§ BRIEF
From the line with "negative clicks: (951, 481) (957, 489)" to the final line of the records, every line is to be duplicated exactly, both of those lines included.

§ RECORDS FOR THE EXERCISE
===

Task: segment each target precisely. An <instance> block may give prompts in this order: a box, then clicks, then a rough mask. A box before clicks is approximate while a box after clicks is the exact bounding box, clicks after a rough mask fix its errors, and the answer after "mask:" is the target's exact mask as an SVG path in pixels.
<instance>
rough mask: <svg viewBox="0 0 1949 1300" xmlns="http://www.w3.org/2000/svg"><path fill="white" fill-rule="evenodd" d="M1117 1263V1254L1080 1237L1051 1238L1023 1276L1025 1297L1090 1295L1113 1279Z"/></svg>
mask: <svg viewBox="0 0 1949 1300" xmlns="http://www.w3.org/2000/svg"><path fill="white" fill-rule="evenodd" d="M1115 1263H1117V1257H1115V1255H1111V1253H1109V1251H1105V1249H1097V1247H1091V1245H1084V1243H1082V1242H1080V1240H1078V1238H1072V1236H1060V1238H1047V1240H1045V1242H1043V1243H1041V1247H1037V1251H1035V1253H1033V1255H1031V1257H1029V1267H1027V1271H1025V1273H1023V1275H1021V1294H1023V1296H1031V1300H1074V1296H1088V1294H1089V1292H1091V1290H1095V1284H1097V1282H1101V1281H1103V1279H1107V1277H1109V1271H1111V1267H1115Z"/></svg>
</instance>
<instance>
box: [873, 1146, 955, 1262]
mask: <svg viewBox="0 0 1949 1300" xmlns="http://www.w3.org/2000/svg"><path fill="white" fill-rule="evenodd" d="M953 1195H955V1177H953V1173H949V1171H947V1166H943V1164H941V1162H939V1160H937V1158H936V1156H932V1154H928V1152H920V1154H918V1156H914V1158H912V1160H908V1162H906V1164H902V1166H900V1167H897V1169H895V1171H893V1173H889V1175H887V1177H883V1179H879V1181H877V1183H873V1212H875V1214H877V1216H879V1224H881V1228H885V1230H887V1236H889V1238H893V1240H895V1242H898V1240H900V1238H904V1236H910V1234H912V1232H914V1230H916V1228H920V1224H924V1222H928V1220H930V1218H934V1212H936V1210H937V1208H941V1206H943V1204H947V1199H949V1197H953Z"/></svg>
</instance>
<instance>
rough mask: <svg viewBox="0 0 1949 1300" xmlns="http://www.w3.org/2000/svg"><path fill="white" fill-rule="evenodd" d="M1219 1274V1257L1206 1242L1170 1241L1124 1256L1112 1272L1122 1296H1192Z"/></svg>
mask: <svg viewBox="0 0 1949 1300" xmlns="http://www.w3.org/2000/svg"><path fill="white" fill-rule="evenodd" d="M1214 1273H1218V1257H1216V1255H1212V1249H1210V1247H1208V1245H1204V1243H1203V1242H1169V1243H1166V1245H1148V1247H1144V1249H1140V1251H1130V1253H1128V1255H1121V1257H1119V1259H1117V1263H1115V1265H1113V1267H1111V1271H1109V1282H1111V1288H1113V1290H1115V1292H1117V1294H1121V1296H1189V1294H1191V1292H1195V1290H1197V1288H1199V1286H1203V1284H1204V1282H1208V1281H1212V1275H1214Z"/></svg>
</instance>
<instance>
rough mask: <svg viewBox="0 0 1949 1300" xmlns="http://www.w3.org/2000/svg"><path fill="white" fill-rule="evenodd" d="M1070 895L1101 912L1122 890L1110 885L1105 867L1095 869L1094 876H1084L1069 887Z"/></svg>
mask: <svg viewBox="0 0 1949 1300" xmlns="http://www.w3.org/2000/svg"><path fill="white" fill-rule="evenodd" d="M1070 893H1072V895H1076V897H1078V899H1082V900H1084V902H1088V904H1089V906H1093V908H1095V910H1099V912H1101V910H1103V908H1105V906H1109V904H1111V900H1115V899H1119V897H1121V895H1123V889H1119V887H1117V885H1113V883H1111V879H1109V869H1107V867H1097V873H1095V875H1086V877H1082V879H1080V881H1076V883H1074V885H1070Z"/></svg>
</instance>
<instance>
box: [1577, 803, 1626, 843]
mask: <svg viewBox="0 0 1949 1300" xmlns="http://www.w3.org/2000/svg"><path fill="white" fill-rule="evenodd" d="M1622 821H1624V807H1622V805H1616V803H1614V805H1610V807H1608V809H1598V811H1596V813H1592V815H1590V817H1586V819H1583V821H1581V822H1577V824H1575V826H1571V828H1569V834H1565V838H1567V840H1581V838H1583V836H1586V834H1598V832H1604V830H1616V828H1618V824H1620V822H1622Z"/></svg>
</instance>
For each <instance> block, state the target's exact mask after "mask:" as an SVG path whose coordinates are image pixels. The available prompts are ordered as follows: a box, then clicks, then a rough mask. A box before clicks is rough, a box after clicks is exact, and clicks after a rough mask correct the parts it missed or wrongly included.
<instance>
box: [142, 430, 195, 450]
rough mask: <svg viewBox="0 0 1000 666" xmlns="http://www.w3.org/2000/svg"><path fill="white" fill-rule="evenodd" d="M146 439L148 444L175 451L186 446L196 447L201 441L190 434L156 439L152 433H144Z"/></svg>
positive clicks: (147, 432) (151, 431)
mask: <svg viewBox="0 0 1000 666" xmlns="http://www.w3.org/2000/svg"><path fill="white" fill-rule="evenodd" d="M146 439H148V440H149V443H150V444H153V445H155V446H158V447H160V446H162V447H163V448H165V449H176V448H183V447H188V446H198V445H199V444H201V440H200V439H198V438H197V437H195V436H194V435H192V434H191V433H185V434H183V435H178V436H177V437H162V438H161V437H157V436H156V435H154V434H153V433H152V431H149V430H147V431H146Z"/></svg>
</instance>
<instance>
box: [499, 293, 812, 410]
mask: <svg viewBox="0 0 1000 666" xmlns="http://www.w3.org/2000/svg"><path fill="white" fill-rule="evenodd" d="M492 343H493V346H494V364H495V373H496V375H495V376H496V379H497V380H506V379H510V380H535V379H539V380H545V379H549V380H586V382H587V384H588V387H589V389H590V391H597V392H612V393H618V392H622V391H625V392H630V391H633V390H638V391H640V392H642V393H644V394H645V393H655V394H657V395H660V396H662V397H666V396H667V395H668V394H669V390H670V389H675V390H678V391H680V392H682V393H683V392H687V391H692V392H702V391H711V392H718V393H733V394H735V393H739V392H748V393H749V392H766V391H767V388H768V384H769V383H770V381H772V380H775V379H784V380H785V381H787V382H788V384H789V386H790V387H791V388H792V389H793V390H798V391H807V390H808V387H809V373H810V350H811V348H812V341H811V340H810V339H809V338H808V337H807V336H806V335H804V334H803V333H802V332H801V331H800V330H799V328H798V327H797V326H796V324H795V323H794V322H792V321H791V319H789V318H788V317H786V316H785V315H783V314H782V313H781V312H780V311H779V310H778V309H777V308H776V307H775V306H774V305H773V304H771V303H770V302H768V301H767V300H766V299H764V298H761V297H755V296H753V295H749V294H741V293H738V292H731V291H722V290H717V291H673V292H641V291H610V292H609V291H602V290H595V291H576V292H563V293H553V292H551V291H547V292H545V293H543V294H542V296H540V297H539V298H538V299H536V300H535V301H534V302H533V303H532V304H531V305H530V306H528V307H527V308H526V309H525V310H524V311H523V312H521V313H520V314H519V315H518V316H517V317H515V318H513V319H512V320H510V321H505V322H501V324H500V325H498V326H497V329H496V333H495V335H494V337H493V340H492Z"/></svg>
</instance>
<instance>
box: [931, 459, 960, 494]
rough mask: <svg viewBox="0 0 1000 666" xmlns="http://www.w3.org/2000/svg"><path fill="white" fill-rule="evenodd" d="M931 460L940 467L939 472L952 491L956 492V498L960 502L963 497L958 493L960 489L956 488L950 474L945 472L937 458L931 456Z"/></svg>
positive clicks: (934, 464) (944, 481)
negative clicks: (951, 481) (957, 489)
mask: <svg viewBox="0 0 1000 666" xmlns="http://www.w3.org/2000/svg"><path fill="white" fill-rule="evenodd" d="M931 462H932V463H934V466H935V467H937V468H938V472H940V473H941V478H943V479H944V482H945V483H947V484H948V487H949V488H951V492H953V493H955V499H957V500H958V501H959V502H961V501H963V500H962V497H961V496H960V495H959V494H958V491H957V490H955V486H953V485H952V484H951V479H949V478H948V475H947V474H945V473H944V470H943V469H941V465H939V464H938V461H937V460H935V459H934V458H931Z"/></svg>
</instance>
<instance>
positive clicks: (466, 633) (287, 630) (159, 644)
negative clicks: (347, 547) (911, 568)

===

§ ANSWER AREA
negative clicks: (951, 481) (957, 489)
mask: <svg viewBox="0 0 1000 666" xmlns="http://www.w3.org/2000/svg"><path fill="white" fill-rule="evenodd" d="M931 462H932V463H934V466H935V467H937V468H938V472H940V473H941V478H943V479H944V482H945V483H947V484H948V487H949V488H951V492H953V493H955V499H957V500H958V501H959V502H961V501H963V500H962V497H961V496H960V495H959V494H958V491H957V490H955V486H953V485H952V484H951V479H949V478H948V475H947V474H945V473H944V470H943V469H941V465H939V464H938V461H937V460H935V459H934V458H931Z"/></svg>
</instance>
<instance>
positive clicks: (466, 633) (287, 630) (159, 644)
negative clicks: (347, 547) (911, 568)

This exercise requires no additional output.